## LIST OF TASKS:
a) Give every version number that appears in the T-ELF release notes below.
b) Carry on the T-ELF release notes below from the point where they end.

## DOCUMENT TEXT:
Releases: lanl/T-ELF
v0.0.11
- Adds acronym identification and substitution for acronyms capability to Vulture.
- Fixes the dependency list in .yml files for installation.
v0.0.10
Adds a new text mining tool named Cheetah for fast search by keywords and phrases.
v0.0.9
- Fixed bug where masking in NMFk was not passed properly to the NMF optimization.
- Fixed bug where Vulture did not check cleaning steps in dataframe cleaning.
- Adding ability for
operator
based module in Vulture. Not Vulture supportscleaning
andoperator
modules. - Adding
NER operator
module to Vulture.
v0.0.8
- Fixes a bug where consensus matrix would not fit in MPI communication for large matrices if multi-node factorization is performed.
- Fixes a bug where consensus matrix calculation would not do unpruning for matrices that are pruned.
v0.0.7
Hot fix for a bug where WNMFk was not updating H latent factor with non-negativity constraint.
v0.0.6
- Fixes a bug in WNMFk that would result in issues in using GPUs
- Several Vulture bug fixes:
- fixed a bug where case sensitivity would affect stopwords removal
- fixed a bug where the SubstitutionCleaner.lower attribute being set to True would cause the entire document to be converted to lowercase instead of just ignoring case in substitution matching
- fixed a bug where input substitutions dictionary would be modified by reference in SubstitutionCleaner
- fixed a bug where empty strings would be output by Vulture.dataframe_clean() (in the case of invalid input documents such as non english text). Now these values are set to np.nan in the output DataFrame
v0.0.5
New Features
- Adds ability to run TriNMFk without having to run NMFk first.

## AVAILABLE DATA:

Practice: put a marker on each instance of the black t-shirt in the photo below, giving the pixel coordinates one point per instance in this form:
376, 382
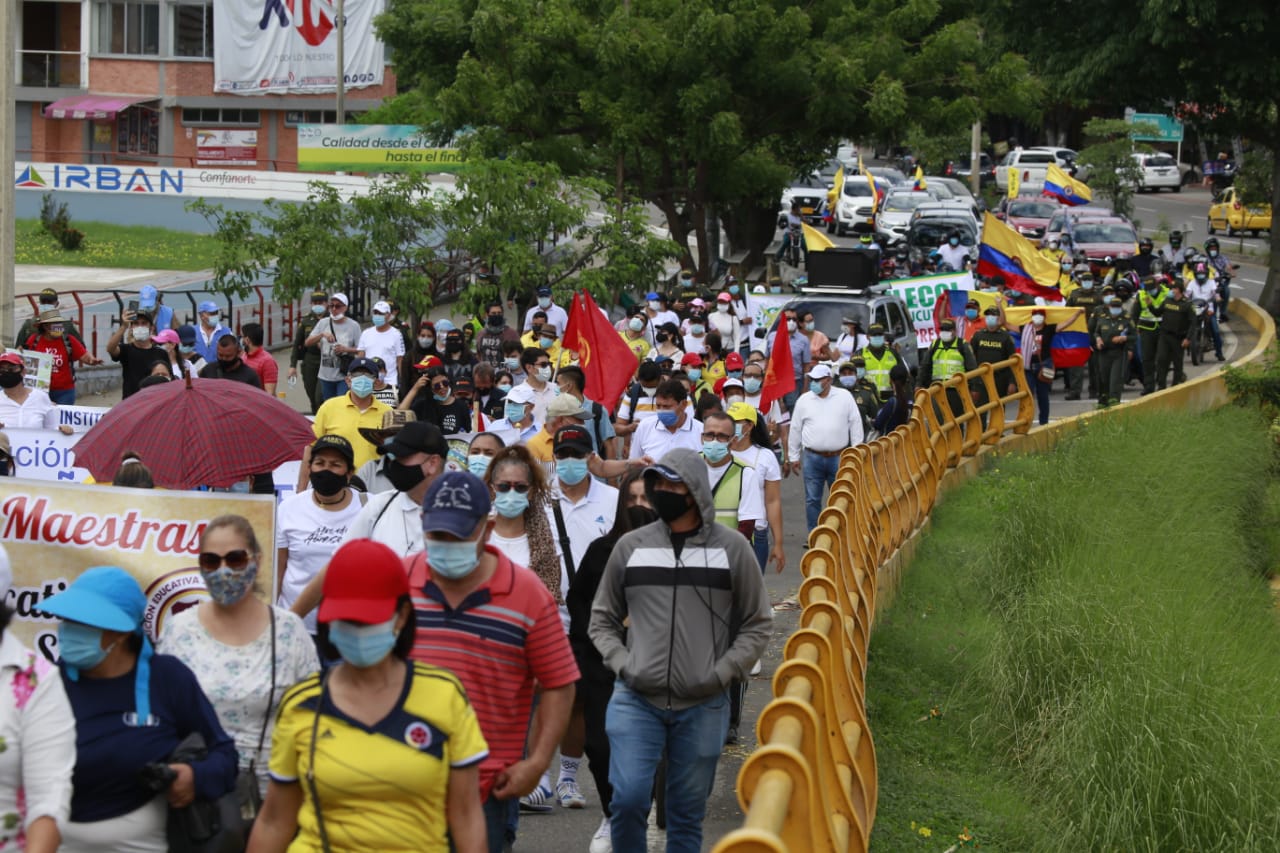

## ANSWERS IN ORDER:
a) v0.0.11, v0.0.10, v0.0.9, v0.0.8, v0.0.7, v0.0.6, v0.0.5

b)
- Adds WNMFk for recommendation systems.
Bugs
- Fixes bug with
n_jobs
when using perturb multi-processing.
v0.0.4
Merge pull request #69 from lanl/develop rebase to main. version change
v0.0.3
Fixes bug with RESCALk.
v0.0.2
Tensor Extraction of Latent Features (T-ELF)
T-ELF is one of the machine learning software packages developed as part of the R&D 100 winning SmartTensors AI project at Los Alamos National Laboratory (LANL). T-ELF presents an array of customizable software solutions crafted for analysis of datasets. Acting as a comprehensive toolbox, T-ELF specializes in data pre-processing, extraction of latent features, and structuring results to facilitate informed decision-making. Leveraging high-performance computing and cutting-edge GPU architectures, our toolbox is optimized for analyzing large datasets from diverse set of problems.
Central to T-ELF's core capabilities lie non-negative matrix and tensor factorization solutions for discovering multi-faceted hidden details in data, featuring automated model determination facilitating the estimation of latent factors or rank. This pivotal functionality ensures precise data modeling and the extraction of concealed patterns. Additionally, our software suite incorporates cutting-edge modules for both pre-processing and post-processing of data, tailored for diverse tasks including text mining, Natural Language Processing, and robust tools for matrix and tensor analysis and construction.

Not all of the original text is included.